Your goal. Reproduce the data below line for line, changing nothing.

Excerpts from point annotation data.
>> BEGIN

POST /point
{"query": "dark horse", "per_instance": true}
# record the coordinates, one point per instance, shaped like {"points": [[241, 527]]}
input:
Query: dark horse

>> END

Output below.
POST /point
{"query": "dark horse", "per_instance": true}
# record the coordinates, one point per instance, shaped like {"points": [[241, 527]]}
input:
Query: dark horse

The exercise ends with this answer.